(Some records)
·····

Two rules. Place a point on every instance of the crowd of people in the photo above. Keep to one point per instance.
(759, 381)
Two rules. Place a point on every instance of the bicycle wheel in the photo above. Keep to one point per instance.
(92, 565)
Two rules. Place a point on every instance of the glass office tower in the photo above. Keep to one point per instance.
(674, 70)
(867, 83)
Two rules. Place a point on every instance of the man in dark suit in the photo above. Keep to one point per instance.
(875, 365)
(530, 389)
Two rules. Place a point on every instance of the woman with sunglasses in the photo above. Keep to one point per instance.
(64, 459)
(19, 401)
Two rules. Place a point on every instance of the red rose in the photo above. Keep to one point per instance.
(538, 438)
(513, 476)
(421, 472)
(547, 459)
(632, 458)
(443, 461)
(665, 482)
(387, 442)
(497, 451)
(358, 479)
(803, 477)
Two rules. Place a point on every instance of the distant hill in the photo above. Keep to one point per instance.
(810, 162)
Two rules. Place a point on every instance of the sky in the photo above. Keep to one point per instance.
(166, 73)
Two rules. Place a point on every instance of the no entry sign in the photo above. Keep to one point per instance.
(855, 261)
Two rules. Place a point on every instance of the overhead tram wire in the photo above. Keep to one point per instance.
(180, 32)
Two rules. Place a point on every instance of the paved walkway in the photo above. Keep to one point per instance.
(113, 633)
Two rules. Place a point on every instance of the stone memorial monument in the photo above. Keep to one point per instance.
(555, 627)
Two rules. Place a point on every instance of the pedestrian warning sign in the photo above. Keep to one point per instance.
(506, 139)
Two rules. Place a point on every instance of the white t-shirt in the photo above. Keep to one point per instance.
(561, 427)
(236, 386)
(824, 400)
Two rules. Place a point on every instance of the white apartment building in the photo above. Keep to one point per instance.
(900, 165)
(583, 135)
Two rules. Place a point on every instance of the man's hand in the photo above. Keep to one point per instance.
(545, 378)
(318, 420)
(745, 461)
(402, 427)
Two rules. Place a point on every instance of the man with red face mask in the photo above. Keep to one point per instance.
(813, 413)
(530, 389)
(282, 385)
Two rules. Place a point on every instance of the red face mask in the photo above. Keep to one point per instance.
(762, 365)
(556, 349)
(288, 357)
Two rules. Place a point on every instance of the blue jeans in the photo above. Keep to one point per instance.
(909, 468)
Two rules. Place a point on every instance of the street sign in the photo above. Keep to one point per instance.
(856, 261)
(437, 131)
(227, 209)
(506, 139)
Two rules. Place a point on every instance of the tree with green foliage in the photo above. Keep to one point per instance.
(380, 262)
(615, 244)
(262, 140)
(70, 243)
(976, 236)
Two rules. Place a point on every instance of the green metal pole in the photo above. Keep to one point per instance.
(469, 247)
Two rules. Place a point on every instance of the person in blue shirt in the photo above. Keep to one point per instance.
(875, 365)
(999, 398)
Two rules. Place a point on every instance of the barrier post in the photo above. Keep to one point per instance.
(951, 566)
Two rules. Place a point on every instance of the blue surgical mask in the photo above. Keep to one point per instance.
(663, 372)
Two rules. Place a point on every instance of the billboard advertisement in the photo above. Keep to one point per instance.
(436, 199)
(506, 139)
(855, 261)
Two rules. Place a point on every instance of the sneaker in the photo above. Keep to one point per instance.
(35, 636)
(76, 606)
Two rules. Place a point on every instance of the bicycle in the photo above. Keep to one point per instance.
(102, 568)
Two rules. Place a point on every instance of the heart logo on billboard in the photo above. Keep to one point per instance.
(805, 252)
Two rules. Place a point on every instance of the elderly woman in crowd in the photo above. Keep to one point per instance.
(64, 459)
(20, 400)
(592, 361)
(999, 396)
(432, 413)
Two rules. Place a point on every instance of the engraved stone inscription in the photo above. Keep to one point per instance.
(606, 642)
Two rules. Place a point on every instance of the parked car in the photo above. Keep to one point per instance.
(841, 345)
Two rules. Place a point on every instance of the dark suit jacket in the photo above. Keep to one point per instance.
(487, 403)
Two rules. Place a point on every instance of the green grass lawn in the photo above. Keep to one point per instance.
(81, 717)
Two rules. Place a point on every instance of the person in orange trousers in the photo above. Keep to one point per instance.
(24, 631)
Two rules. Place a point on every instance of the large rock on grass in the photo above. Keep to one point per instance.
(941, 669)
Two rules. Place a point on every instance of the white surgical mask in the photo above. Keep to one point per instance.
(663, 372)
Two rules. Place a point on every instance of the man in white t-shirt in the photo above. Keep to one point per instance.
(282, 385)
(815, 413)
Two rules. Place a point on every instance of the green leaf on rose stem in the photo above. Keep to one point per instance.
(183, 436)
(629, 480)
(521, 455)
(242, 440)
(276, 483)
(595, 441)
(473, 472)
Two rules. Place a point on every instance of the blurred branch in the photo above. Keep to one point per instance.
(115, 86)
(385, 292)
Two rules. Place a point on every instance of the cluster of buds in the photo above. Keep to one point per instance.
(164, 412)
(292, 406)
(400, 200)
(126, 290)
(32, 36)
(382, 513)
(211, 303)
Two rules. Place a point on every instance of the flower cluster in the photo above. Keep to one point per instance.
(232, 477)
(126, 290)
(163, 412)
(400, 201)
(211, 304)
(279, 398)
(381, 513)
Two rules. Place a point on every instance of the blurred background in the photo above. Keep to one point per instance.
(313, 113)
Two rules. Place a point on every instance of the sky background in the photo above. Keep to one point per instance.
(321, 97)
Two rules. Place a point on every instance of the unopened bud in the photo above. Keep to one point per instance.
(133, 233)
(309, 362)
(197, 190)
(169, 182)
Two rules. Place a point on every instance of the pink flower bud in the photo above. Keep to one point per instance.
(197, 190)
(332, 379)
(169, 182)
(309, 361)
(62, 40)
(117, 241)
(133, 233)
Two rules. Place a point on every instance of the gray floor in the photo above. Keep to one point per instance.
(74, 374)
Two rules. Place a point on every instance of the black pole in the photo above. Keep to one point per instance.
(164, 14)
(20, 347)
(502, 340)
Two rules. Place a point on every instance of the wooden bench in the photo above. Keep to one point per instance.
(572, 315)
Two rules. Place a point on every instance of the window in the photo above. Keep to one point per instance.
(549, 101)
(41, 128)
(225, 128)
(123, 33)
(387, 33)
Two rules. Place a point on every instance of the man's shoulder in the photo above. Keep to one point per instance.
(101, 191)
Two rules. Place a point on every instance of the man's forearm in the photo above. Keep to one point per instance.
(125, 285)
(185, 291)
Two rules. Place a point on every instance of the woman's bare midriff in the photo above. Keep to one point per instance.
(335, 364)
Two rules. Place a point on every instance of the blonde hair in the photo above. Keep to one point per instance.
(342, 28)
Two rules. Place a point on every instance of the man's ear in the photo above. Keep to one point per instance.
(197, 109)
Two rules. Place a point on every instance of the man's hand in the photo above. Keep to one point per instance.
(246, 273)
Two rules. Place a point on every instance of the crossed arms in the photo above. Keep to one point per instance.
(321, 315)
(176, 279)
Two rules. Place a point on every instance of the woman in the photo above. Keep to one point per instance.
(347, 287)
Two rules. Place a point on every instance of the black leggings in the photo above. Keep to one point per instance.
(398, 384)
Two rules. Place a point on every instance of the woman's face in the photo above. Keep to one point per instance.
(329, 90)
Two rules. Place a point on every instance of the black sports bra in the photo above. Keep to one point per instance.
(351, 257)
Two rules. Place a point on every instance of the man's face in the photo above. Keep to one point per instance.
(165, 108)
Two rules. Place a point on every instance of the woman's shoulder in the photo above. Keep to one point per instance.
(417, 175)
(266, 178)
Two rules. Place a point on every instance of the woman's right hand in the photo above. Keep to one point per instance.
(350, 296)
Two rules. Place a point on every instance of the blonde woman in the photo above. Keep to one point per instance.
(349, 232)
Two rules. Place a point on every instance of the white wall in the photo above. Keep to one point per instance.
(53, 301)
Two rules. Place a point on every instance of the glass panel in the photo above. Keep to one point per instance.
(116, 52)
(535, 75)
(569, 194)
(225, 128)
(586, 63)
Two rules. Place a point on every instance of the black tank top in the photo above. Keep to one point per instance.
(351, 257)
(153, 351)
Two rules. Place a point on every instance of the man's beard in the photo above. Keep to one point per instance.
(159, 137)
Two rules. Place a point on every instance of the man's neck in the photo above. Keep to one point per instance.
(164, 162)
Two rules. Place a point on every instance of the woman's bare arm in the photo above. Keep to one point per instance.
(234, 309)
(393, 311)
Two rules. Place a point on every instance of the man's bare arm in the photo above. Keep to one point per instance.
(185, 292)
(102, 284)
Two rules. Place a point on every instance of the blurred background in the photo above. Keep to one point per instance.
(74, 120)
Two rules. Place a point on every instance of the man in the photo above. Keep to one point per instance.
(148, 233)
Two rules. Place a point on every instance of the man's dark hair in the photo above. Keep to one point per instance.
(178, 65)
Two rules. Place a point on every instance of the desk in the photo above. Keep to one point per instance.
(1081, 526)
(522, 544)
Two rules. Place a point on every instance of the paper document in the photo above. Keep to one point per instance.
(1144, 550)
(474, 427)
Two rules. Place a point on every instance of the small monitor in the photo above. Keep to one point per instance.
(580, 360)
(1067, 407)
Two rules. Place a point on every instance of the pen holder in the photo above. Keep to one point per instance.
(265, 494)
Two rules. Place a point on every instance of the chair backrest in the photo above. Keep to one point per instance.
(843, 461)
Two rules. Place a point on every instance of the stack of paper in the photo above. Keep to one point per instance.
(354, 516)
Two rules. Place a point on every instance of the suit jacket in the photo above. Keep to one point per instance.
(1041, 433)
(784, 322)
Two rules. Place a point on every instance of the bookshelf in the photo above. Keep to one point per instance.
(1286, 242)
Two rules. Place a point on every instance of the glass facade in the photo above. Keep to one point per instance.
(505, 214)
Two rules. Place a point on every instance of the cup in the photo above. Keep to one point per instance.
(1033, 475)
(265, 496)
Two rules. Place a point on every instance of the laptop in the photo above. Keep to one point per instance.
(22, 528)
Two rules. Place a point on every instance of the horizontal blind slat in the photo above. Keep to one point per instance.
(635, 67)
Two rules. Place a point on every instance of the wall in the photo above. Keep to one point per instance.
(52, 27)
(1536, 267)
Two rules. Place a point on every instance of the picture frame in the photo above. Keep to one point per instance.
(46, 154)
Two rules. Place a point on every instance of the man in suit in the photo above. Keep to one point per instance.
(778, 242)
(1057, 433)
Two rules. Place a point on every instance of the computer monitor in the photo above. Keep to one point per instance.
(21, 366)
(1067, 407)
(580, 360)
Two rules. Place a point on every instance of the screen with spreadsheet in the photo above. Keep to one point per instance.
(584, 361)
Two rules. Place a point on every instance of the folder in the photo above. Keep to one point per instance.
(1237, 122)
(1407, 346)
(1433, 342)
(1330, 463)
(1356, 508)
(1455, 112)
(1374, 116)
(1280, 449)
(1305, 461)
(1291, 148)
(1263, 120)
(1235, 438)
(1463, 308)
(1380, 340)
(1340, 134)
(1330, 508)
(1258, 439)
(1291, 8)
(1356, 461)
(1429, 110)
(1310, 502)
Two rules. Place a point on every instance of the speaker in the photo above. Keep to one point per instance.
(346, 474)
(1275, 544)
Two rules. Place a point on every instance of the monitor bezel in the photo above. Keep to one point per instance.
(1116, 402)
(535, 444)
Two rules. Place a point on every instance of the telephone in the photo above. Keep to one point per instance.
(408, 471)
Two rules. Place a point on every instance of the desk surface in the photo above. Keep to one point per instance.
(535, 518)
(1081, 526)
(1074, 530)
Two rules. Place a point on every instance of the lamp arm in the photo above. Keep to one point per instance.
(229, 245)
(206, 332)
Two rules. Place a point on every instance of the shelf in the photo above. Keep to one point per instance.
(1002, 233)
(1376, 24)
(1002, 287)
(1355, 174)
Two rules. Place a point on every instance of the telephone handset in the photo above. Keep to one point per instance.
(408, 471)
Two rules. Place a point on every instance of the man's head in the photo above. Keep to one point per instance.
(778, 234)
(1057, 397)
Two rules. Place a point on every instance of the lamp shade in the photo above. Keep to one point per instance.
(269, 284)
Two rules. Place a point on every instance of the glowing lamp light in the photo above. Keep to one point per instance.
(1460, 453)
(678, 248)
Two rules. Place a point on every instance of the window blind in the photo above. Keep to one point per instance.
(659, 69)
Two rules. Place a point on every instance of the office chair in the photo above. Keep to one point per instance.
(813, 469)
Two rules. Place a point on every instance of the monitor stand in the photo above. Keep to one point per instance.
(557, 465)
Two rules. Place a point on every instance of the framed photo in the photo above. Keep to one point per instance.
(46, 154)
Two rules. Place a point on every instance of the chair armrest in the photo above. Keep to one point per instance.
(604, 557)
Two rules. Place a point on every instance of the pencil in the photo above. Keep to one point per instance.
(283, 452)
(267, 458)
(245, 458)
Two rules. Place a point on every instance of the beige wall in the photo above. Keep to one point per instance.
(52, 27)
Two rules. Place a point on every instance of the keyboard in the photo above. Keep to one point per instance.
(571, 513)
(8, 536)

·····

Each line from the one with "the lamp arm" through the last line of the records must be written out word for word. Include nothing else.

Two rules. Place a point on every instance of the lamp arm in the photo above. Keep to one point per instance.
(229, 245)
(206, 332)
Two rules. Place a point on every instance of the shelf in the photo above. Keep to one point per instance.
(1002, 233)
(1376, 24)
(1002, 287)
(1355, 174)
Two rules. Place a point on every instance of the telephone handset in the photo above. Keep to one point per instance.
(408, 471)
Two rules. Place a point on every instance of the man's head in the photo above. Keep to one point per instance.
(778, 234)
(1057, 397)
Two rules. Place a point on every instance of the lamp shade in the photo above. Keep to one point per instance.
(269, 284)
Two rules. Place a point on every instance of the glowing lamp light in the photo above. Keep to one point per instance.
(1460, 453)
(678, 248)
Two rules. Place a point on every instance of the window blind in the photo above. Keep to one point per instance.
(659, 69)
Two rules. Place a point on every instance of the office chair in the photo above. Keep to one point per instance.
(813, 469)
Two rules. Place a point on every instance of the monitor stand in the photo above. Keep to one point per instance.
(557, 465)
Two rules. Place a point on every instance of the framed photo in the photo above. Keep to one point per instance.
(46, 154)
Two rules. Place a point on every instance of the chair armrest in the photo above. Keep to one point per instance.
(604, 557)
Two rules. Place a point on every instance of the pencil in the photo above. Keep to one point per instance.
(283, 452)
(267, 458)
(245, 458)
Two rules. Place a point on every instance of the beige wall in the photo above. Keep to one point per instance.
(52, 27)
Two rules. Place a point on every instance of the keyboard in the photo above. Keep to one point per instance.
(571, 513)
(8, 536)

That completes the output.